What is required: Rewrite the listing below, changing every "rough mask" to "coarse mask" and leaving everything else as it is.

Data records:
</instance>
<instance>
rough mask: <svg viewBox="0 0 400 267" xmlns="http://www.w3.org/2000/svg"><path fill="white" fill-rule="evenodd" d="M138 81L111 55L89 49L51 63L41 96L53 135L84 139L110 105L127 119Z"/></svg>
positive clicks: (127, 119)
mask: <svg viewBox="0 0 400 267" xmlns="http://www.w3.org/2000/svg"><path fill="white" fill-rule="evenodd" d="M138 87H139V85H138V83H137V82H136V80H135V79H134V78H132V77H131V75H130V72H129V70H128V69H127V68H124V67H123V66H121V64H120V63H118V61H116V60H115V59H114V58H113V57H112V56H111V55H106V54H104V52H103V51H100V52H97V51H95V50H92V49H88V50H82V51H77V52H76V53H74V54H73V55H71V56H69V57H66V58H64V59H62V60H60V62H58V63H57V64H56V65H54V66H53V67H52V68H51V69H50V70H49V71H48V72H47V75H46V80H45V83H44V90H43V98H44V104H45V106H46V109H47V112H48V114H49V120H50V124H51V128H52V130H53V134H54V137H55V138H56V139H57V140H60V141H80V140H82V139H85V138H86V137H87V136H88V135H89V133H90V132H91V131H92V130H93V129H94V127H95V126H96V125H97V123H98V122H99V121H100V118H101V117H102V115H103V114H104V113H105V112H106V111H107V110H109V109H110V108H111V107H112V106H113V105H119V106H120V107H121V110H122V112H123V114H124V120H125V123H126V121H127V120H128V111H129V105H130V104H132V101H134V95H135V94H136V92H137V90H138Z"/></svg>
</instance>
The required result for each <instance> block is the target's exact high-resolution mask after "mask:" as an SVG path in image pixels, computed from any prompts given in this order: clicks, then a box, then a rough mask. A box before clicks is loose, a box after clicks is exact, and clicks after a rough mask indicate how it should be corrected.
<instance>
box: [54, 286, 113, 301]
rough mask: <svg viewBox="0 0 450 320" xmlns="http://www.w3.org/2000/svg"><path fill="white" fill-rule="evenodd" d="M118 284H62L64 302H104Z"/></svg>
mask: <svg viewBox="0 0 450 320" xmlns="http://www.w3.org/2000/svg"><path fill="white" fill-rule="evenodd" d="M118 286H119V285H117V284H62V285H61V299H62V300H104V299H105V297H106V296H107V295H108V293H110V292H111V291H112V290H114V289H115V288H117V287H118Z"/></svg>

Finished exercise:
</instance>
<instance>
coarse mask: <svg viewBox="0 0 400 267" xmlns="http://www.w3.org/2000/svg"><path fill="white" fill-rule="evenodd" d="M138 81L111 55L89 49L51 63L41 96L53 135L84 139L110 105L127 119Z"/></svg>
positive clicks: (127, 119)
mask: <svg viewBox="0 0 400 267" xmlns="http://www.w3.org/2000/svg"><path fill="white" fill-rule="evenodd" d="M138 87H139V85H138V83H137V82H136V80H135V79H134V78H132V77H131V75H130V72H129V70H128V69H127V68H124V67H123V66H121V64H120V63H118V61H116V60H115V59H114V58H113V57H112V56H111V55H106V54H104V52H103V51H100V52H97V51H95V50H92V49H88V50H82V51H77V52H76V53H74V54H73V55H71V56H69V57H66V58H64V59H62V60H60V62H58V63H57V64H56V65H54V66H53V67H52V68H51V69H50V70H49V71H48V72H47V75H46V80H45V83H44V90H43V98H44V104H45V106H46V109H47V112H48V114H49V120H50V124H51V128H52V130H53V134H54V137H55V138H56V139H57V140H60V141H80V140H82V139H85V138H86V137H87V136H88V135H89V133H90V132H91V131H92V130H93V129H94V127H95V126H96V125H97V123H98V122H99V121H100V118H101V117H102V115H103V114H104V113H105V112H106V111H107V110H109V109H110V108H111V107H112V106H113V105H119V106H120V107H121V110H122V112H123V114H124V120H125V123H126V121H127V120H128V111H129V105H130V104H132V101H134V95H135V94H136V92H137V90H138Z"/></svg>
</instance>
The required result for each <instance> block is the target's exact high-resolution mask after "mask:" as an SVG path in image pixels, computed from any prompts given in this order: clicks, then a box, then a coarse mask. A box before clicks is loose, a box after clicks is exact, and clicks after a coarse mask indicate how it should be corrected.
<instance>
box: [54, 286, 113, 301]
coarse mask: <svg viewBox="0 0 450 320" xmlns="http://www.w3.org/2000/svg"><path fill="white" fill-rule="evenodd" d="M118 284H62L64 302H104Z"/></svg>
mask: <svg viewBox="0 0 450 320" xmlns="http://www.w3.org/2000/svg"><path fill="white" fill-rule="evenodd" d="M118 286H119V285H117V284H62V285H61V299H62V300H104V299H105V297H106V296H107V295H108V293H110V292H111V291H112V290H114V289H115V288H117V287H118Z"/></svg>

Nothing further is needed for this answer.